[Data shown — start]
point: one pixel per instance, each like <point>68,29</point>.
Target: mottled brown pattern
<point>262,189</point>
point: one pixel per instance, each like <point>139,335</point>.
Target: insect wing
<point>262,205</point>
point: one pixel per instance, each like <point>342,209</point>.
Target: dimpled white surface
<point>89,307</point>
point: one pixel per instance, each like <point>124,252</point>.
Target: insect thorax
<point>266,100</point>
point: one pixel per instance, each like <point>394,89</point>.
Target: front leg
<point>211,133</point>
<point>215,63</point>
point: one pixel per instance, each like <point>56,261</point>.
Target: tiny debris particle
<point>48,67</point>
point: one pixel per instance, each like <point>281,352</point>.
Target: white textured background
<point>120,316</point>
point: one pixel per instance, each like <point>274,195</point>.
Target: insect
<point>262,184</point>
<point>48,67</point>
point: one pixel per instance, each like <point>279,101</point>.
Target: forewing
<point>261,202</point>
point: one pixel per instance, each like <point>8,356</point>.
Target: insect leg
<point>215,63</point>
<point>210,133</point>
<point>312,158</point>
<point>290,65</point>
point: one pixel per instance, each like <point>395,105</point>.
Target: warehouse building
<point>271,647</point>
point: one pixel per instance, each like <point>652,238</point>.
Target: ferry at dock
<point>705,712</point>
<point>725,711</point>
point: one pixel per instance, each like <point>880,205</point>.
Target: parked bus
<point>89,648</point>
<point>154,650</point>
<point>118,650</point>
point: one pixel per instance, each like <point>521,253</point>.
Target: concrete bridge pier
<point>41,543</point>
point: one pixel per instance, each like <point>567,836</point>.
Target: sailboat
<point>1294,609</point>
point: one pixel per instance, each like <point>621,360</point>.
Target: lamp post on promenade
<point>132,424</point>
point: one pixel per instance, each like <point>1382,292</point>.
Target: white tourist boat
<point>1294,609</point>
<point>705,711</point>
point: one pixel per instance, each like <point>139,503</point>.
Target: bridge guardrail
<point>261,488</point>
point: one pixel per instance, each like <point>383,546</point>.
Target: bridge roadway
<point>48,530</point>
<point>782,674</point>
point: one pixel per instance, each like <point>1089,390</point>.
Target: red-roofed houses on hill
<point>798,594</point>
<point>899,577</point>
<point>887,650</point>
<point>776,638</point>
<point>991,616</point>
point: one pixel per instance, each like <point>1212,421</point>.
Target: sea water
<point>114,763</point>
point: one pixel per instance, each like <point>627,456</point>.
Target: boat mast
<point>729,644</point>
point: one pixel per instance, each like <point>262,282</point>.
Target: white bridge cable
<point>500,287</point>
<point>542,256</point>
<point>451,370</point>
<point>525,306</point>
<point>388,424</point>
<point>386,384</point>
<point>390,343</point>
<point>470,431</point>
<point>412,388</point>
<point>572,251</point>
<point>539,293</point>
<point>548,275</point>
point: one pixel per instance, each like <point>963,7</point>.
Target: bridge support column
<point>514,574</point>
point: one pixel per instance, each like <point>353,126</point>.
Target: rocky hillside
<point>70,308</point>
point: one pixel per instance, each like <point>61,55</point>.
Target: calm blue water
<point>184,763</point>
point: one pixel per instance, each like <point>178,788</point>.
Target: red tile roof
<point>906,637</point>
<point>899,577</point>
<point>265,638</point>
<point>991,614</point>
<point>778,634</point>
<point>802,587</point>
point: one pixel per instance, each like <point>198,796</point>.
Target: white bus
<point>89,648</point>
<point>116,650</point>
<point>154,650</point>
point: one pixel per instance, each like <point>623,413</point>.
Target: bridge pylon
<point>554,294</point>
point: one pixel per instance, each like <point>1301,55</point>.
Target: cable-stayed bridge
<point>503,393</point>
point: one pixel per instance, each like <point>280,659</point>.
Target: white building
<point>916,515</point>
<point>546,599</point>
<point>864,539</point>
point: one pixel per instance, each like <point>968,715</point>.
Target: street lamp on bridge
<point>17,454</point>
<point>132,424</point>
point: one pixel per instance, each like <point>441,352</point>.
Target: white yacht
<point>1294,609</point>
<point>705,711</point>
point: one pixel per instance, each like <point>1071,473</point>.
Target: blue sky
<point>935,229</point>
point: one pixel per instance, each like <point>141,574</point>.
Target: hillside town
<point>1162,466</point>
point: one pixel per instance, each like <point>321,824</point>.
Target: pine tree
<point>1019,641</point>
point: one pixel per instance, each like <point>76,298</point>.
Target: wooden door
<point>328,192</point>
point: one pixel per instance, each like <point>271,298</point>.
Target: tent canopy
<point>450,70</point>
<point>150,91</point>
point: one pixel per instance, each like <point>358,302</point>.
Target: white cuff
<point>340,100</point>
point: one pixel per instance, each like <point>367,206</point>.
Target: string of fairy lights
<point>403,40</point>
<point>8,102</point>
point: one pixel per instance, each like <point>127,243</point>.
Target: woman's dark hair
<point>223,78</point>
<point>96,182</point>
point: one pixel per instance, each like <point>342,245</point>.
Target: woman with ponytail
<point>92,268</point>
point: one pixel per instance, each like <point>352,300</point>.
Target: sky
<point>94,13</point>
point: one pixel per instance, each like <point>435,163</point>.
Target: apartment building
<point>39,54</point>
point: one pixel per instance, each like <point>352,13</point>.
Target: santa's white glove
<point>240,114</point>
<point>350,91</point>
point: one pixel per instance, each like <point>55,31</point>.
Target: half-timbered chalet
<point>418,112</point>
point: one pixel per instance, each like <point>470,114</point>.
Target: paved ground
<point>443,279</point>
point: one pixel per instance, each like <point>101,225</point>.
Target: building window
[Data shown — finish]
Work to be completed
Beginning with the line that has "point: one pixel per instance, each like <point>55,31</point>.", set down each line through the last one above, exactly, and nothing else.

Solved problem
point: one pixel per instance, each like <point>55,31</point>.
Target: half-timbered chalet
<point>418,112</point>
point: one pixel per instance, each like <point>470,114</point>.
Target: paved ground
<point>443,279</point>
point: one pixel per instance, each like <point>101,225</point>.
Target: building window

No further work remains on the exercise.